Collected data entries
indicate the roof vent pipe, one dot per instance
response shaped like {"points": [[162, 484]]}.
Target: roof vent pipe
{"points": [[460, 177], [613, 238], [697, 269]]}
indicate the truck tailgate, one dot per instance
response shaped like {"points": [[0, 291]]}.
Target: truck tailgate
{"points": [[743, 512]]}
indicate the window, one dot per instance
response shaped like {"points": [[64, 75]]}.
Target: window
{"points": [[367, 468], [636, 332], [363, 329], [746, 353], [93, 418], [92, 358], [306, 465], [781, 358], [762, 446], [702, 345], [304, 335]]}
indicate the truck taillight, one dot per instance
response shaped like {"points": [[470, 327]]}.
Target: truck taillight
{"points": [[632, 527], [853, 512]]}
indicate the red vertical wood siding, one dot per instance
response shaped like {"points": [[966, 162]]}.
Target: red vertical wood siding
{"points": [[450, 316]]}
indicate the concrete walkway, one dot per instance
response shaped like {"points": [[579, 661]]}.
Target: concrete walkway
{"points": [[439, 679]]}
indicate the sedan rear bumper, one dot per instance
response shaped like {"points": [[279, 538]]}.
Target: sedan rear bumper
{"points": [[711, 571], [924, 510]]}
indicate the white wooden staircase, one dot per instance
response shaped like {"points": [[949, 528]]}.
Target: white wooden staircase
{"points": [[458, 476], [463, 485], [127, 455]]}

**PROMPT**: Once you have identified the lines above that contain "instance", copy each of them.

**EXPECTED ANSWER**:
indicate the roof vent pipe, one dot per instance
indicate the truck tailgate, one dot per instance
indicate the window, one dot per instance
indicate the truck taillight, one dot per instance
indicate the red vertical wood siding, one dot per instance
indicate the concrete walkway, one dot per instance
indicate the sedan rear bumper, one dot per instance
indicate the white wooden staircase, one dot per instance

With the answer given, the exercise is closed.